— START Document segment —
Skip to content

String Tranformers

Various string transformers that can be applied to a column.

Add Prefix

Adds a prefix to a string

yaml
- transformer: strings.add_prefix
  config:
    inField: field_name
    # outField: new_field (Optional, default is same as inField)
    prefix: "prefix_"

Staticfield

Adds a static field to the dataset

yaml
- transformer: strings.staticfield
  config:
    field: new_field
    value: "static_value"

Set Default

Sets a default value for a field if it is missing

yaml
- transformer: strings.set_default
  config:
    inField: field_name
    default: "default_value"

Strip

Strips given characters from a string field

yaml
- transformer: strings.strip
  config:
    inField: field_name
    stripChars: "characters_to_strip"
    # outField: new_field (Optional, default is same as inField)

Lowercase

Converts a string to lowercase

yaml
- transformer: strings.lowercase
  config:
    inField: field_name
    # outField: new_field (Optional, default is same as inField)
    # inOutMap: (can be used instead of inField/outField)
    #   field_name: new_field
    #   field2_name: new_field2
    #

Uppercase

Converts a string to uppercase

yaml
- transformer: strings.uppercase
  config:
    inField: field_name
    # outField: new_field (Optional, default is same as inField)
    # inOutMap: (can be used instead of inField/outField)
    #   field_name: new_field
    #   field2_name: new_field2
    #

Join

Joins multiple fields into a single string

yaml
- transformer: strings.join
  config:
    inFields:
      - field_a
      - field_b
    outField: new_field
    separator: ", "

Join Listfield

Joins a list field into a single string

yaml
- transformer: strings.join_listfield
  config:
    inField: field_name
    outField: new_field
    separator: ", "

Split

Split a given field into multiple fields

yaml
- transformer: strings.split
  config:
    inField: field_name
    outFields:
      - field_a
      - field_b
    separator: ","

Quote

Adds quotes around a string field, useful for some insertions into databases

yaml
- transformers: strings.quote
  config:
    inField: field_name
    # outField: new_field (Optional, default is same as inField)

Replace

Replaces a string with another string

yaml
- transformers: strings.replace
  config:
    inField: field_name
    # outField: new_field (Optional, default is same as inField)
    search: "search_string"
    replace: "replace_string"

Replace All

Replaces all occurrences of a string with another string

yaml
- transformers: strings.replace_all
  config:
    inField: field_name
    # outField: new_field (Optional, default is same as inField)
    search: "search_string"
    replace: "replace_string"

Split into Listfield

Splits a string by specified separator.

yaml
- transformers: strings.split_into_listfield
  config:
    # inField: Name of field to transform (Mandatory)
    inField: "old_field"
    # outField: Destination of transformed fields (Optional, defaults to value of inField)
    outField: "new_field"
    # separator: Value to split the string by (Optional, defaults to "")
    separator: ","

Substring

Extracts a substring from a string

yaml
- transformer: strings.substring
  config:
    inField: field_name
    # outField: new_field (Optional, default is same as inField)
    start: 1
    # length: 5 (Optional, default is until end of string)

To object id

Casts values of a string column into bson.ObjectId's.

yaml
- transformer: strings.to_object_id
  config:
    # inField: Name of the field to convert (Mandatory)
— END Document segment —
Reproduce the passage of the string transformers documentation above word for word, starting with "To object id" and going on through "to convert (Mandatory)".
— START Information supplied —
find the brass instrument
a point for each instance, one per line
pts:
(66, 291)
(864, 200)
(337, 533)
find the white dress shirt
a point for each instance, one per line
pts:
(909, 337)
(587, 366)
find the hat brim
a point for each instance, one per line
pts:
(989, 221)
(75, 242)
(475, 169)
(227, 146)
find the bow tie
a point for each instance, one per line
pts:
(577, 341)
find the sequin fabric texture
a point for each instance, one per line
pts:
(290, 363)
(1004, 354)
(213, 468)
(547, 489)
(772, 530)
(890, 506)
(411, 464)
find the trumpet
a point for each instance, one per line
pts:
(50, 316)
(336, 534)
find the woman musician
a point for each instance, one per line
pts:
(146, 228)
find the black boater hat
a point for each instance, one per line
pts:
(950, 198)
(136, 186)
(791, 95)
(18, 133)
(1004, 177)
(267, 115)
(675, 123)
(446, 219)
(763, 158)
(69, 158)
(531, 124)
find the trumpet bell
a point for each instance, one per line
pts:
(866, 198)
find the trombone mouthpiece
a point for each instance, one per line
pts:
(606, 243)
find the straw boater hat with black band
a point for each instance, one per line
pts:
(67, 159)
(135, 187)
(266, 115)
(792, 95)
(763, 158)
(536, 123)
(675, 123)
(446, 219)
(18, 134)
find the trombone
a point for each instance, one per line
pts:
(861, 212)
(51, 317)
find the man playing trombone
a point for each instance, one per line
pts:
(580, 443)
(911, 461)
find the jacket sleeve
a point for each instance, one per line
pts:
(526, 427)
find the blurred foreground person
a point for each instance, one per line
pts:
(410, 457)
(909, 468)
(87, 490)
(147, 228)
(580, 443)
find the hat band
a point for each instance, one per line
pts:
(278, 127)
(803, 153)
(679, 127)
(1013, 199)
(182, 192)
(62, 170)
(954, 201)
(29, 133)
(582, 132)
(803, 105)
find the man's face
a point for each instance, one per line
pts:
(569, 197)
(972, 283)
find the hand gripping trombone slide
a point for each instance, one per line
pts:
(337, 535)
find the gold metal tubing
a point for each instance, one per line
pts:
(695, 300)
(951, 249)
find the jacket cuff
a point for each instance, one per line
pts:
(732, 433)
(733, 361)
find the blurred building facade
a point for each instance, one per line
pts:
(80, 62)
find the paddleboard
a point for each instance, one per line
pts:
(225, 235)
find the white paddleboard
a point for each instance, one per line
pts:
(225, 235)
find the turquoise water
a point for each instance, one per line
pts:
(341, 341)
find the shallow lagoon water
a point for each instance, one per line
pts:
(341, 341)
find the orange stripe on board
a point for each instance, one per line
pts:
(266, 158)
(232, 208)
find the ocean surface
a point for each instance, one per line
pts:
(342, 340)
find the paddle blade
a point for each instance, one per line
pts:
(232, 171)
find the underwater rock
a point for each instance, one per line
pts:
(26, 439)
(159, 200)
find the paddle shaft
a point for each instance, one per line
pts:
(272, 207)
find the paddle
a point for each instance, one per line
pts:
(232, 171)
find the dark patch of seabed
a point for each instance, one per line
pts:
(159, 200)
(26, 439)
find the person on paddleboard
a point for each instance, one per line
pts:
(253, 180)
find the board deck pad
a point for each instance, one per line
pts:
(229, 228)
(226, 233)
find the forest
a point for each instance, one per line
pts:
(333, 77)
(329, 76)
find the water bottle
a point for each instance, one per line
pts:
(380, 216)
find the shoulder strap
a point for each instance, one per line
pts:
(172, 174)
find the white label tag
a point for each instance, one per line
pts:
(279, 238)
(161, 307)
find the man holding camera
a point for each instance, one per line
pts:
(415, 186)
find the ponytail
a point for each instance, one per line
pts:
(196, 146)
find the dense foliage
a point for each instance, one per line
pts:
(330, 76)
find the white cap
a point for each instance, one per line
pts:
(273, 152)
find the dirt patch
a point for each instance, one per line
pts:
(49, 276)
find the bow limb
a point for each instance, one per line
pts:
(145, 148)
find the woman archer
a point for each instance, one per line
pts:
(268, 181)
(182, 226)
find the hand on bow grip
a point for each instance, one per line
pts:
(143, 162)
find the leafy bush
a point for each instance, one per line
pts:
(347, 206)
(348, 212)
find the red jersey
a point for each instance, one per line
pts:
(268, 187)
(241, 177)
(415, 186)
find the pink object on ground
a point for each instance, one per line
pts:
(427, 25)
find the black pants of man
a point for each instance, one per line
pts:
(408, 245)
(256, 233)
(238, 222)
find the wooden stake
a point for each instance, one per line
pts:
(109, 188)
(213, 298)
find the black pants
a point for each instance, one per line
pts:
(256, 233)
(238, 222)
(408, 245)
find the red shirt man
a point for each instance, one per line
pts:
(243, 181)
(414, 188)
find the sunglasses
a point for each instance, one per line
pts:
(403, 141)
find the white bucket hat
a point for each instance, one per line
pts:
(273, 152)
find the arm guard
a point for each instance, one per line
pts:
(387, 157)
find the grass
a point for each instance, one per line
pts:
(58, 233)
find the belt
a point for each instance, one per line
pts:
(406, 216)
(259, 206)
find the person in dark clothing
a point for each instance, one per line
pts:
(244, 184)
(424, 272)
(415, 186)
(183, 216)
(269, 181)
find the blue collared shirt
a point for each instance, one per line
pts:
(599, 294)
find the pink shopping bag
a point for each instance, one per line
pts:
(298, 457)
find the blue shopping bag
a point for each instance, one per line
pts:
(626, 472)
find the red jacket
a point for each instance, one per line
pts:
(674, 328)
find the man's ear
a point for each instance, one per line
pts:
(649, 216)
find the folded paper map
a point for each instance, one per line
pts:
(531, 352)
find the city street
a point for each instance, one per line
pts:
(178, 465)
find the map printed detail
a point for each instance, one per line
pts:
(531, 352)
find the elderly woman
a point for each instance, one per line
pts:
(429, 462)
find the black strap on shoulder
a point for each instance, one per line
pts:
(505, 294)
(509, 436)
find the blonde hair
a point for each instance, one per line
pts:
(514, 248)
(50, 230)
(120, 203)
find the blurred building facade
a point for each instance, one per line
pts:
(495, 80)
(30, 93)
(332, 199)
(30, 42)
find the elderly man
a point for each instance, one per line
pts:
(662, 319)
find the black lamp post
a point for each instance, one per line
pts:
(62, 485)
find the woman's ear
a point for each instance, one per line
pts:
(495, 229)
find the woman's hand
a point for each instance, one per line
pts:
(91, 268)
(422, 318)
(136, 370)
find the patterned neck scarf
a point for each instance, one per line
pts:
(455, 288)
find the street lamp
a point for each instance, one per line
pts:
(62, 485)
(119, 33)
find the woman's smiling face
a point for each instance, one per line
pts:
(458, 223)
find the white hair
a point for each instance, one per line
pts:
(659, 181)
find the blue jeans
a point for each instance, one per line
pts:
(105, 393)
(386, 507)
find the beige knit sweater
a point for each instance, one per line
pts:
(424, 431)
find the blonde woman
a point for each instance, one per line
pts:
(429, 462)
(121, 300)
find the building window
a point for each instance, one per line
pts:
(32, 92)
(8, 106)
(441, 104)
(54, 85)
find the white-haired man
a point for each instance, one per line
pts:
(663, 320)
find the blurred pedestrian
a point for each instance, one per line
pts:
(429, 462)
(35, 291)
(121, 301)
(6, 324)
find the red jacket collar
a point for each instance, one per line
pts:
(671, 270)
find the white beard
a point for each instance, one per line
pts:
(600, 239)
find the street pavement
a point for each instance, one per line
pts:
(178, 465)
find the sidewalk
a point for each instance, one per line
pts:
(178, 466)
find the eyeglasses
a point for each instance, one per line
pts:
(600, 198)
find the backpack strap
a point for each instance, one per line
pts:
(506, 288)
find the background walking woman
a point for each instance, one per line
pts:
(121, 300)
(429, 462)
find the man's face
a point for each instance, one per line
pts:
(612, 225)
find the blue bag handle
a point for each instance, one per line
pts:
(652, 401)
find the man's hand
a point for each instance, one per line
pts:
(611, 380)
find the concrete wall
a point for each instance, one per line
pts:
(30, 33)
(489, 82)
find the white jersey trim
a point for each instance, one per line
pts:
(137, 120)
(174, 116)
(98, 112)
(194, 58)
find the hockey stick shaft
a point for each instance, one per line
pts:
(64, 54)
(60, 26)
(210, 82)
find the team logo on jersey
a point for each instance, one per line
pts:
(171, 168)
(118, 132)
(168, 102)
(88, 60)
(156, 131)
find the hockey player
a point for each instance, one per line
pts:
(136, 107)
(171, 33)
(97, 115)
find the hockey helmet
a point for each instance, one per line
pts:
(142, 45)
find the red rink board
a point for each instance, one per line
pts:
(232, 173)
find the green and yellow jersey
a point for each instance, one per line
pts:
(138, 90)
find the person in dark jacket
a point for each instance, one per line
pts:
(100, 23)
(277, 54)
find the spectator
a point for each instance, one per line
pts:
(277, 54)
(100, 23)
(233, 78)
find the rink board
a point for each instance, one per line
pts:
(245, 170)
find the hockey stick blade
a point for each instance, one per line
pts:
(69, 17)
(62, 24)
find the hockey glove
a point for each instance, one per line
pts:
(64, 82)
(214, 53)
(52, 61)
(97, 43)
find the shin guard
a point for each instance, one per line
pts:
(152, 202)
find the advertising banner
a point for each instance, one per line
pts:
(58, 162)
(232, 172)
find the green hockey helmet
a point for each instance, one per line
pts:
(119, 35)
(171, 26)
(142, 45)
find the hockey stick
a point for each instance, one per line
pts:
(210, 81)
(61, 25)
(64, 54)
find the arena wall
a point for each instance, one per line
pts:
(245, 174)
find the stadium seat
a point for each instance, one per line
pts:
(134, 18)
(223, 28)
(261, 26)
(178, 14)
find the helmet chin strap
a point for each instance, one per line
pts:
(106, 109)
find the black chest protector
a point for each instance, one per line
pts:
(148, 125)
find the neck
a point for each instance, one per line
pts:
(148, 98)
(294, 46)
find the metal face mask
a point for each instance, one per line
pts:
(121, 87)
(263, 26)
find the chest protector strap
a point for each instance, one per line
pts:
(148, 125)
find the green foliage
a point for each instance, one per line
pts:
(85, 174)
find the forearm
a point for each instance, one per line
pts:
— END Information supplied —
> _Task output_
To object id

Casts values of a string column into bson.ObjectId's.

yaml
- transformer: strings.to_object_id
  config:
    # inField: Name of the field to convert (Mandatory)